▶ _Assignment 1_
Using the excerpt on the prisoner release, answer each question:
(a) How many Palestinians in Israeli prisons were released, and where would they go?
(b) What ages were the teenage boys on Sunday's list?
(c) What does administrative detention allow?
▶ _Assignment 2_
Summarize the excerpt on the prisoner release in two sentences.
▶ _Assignment 3_
Continue the excerpt on the prisoner release after its final sentence.

[[ Document excerpt, beginning ]]

In all, nine children aged 17 and younger were on the list on Sunday, according to Israeli prime minister Benjamin Netanyahu’s office.
In return, 39 Palestinians in Israeli prisons were released and would go home to Jerusalem and the occupied West Bank. That is three prisoners for every Israeli hostage, excluding Mr Karibu.
Sunday’s list - shared with The Independent - included mostly teenage boys aged between 15- 19 , accused of public disorder, property damage and in some cases causing or threatening physical harm to Israeli officers by throwing stones and Molotov cocktails.
Among them was the family of Obada Khalil, who was 17 when he was arrested from his bed in a 3am raid last June. He was among several of the minors being held in administrative detention which means they can be held indefinitely without charge or trial - a practice rights say amounts to a war crime.

[[ Document excerpt, end ]]
[[ Information, beginning ]]

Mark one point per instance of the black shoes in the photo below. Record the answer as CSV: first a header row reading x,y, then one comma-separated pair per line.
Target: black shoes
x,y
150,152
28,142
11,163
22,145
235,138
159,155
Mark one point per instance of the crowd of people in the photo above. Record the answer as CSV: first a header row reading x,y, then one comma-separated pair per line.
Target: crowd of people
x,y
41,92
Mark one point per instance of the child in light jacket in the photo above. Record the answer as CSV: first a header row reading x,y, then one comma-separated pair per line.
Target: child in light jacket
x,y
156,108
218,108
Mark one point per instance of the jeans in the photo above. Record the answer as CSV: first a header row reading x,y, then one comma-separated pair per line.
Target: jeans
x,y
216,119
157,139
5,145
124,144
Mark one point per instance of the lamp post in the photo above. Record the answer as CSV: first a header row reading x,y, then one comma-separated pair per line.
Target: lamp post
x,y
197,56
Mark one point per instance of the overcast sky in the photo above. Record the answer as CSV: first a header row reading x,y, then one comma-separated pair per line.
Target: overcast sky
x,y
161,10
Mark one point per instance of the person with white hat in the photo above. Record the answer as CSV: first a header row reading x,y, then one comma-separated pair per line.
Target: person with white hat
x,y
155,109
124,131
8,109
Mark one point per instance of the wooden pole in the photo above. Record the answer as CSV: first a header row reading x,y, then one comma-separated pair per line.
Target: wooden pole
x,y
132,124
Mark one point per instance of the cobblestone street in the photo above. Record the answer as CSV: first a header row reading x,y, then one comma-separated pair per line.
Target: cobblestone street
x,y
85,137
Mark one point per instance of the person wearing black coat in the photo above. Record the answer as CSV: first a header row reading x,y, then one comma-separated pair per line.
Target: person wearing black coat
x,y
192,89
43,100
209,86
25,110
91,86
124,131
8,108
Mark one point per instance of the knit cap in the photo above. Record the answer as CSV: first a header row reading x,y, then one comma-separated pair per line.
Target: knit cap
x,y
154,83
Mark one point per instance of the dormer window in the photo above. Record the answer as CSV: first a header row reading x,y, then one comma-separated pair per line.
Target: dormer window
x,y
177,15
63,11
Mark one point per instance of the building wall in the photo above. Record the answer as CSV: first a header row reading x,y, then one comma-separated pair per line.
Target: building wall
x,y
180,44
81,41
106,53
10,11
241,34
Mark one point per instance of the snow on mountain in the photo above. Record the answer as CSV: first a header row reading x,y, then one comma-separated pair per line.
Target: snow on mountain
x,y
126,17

[[ Information, end ]]

▶ _Reply 1_
(a) 39 Palestinians were released, and they would go home to Jerusalem and the occupied West Bank.
(b) They were aged between 15 and 19.
(c) It allows detainees to be held indefinitely without charge or trial.

▶ _Reply 2_
In return for Israeli hostages, 39 Palestinians in Israeli prisons were released to go home to Jerusalem and the occupied West Bank, three prisoners for every hostage excluding Mr Karibu. Most on Sunday's list were teenage boys aged 15 to 19 accused of public disorder, property damage and in some cases causing or threatening harm to Israeli officers by throwing stones and Molotov cocktails, and several minors had been held in administrative detention, which allows indefinite detention without charge or trial.

▶ _Reply 3_
Israel defends the use of administrative detention saying it is essential for security - on Israel’s list of the releases Obada is listed as having been arrested for damage to security issues.
His father Abu Ahmed told The Independent since Hamas’s attack on southern Israel on 7 October Obada had not been permitted prison visits or phone calls and they didn’t know what state he was in.
His mother Badriya, said: “I didn’t sleep at night until the list was published, we only found out an hour ago.”
There is the potential for the truce to be extended by a day for every 10 Israeli hostages Hamas release beyond the agreed 50. The militant group has signalled it is open to an extension in a statement on Sunday.
The Israeli army’s chief spokesman, Rear Admiral Daniel Hagari, said it was open to extending the ceasefire if more hostages are released. Ahead of the latest hostages being freed, Mr Netanyahu visited the Gaza Strip since the start of Israeli’s military campaign, where he spoke with troops. “At the end of the day we will return every one,” he said of the hostages.
He added that the war – in which Israel has said it wished to crush Hamas – is not over. “Nothing will stop us, and we are convinced that we have the strength, the power, the will and the determination to achieve all the goals of the war, and that is what we will do,” he said.
Mr Netanyahu said on Sunday he told Mr Biden that Israel will resume its campaign in Gaza with full force once a temporary truce comes to an end.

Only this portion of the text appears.